Problem description: Pull out every line of the entries below and copy each one word for word, without changing anything.

Exercise data:
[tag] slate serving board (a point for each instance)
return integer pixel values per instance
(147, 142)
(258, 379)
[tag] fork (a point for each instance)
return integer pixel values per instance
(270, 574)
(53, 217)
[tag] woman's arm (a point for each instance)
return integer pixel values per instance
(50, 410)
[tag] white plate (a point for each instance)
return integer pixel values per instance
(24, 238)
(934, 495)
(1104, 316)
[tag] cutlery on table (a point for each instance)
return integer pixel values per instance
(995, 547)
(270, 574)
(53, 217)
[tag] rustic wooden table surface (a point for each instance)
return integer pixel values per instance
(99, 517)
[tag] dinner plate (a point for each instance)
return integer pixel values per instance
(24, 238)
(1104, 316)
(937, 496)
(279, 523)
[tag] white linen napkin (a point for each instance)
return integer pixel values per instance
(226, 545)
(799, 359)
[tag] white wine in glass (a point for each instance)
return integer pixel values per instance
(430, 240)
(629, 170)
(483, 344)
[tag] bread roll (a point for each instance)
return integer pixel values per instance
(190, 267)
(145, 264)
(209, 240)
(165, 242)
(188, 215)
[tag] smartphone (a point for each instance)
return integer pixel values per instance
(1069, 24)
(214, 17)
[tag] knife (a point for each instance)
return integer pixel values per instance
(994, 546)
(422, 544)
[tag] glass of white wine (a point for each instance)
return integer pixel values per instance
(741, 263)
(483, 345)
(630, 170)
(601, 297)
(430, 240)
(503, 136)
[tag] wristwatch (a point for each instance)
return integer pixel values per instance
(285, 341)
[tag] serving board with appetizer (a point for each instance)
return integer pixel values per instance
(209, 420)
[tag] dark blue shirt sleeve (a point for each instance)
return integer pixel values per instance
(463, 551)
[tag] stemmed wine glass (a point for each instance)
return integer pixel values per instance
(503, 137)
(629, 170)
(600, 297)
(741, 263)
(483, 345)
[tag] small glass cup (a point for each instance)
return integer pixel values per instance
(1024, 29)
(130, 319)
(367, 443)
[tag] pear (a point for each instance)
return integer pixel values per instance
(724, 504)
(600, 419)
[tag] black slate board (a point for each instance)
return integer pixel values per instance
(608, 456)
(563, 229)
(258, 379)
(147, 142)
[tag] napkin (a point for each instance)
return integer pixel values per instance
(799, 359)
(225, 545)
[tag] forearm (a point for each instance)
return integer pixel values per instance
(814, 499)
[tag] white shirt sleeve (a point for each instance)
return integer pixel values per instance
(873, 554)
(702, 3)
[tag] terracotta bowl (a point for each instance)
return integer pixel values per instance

Solution for this task:
[tag] slate serving board (a point for each instance)
return integer pixel values per instance
(147, 142)
(258, 379)
[tag] fork (a point for each instance)
return integer pixel values per instance
(270, 574)
(53, 217)
[tag] woman's arm (a point for each instance)
return integer pixel values per instance
(50, 410)
[tag] white plate (a point for each instance)
return integer pixel values per instance
(24, 238)
(934, 495)
(1104, 316)
[tag] cutlery on table (a point for each instance)
return integer pixel values per instance
(995, 547)
(270, 574)
(53, 217)
[tag] rustic wooden table surface (a point for each instance)
return integer pixel values per instance
(99, 517)
[tag] dinner plate (a point for each instance)
return integer pixel values per instance
(24, 238)
(1104, 316)
(937, 496)
(279, 523)
[tag] white linen napkin (a point for each instance)
return integer pixel values per instance
(226, 545)
(799, 359)
[tag] white wine in glass (a point for each instance)
return integer pixel values per instance
(430, 240)
(629, 170)
(483, 344)
[tag] bread roll (a point for each instance)
return integer pixel values per instance
(190, 267)
(145, 264)
(209, 240)
(165, 242)
(188, 215)
[tag] smartphone (a point for each instance)
return integer pixel values per instance
(1069, 24)
(214, 17)
[tag] knife (a point for each instance)
return integer pixel values per instance
(994, 546)
(422, 544)
[tag] glass of white wine (a point for each instance)
return integer pixel values per instance
(741, 263)
(483, 345)
(630, 170)
(601, 297)
(430, 240)
(503, 136)
[tag] wristwatch (a point for each instance)
return integer pixel values per instance
(285, 341)
[tag] serving board with appetizer (a point for each instance)
return integer pixel values per instance
(209, 420)
[tag] dark blue shirt sleeve (a point for each instance)
return integer pixel values per instance
(463, 551)
[tag] stemmed wine glass (a point for each instance)
return integer pixel values per instance
(503, 137)
(629, 170)
(600, 297)
(741, 263)
(483, 345)
[tag] small glass cup (a point for each instance)
return integer pixel values per instance
(1024, 29)
(130, 319)
(367, 443)
[tag] pear (a point for each instance)
return integer pixel values per instance
(724, 504)
(600, 419)
[tag] black slate board (a point for each instance)
return integer pixel values per instance
(608, 456)
(563, 229)
(258, 379)
(147, 142)
[tag] napkin (a point for each instance)
return integer pixel values per instance
(799, 359)
(225, 545)
[tag] forearm (a point for each instance)
return integer pixel values per instance
(814, 499)
[tag] white shirt sleeve (a point for each instance)
return integer pixel values per instance
(873, 554)
(702, 3)
[tag] terracotta bowl (a point for each instance)
return integer pixel values per instance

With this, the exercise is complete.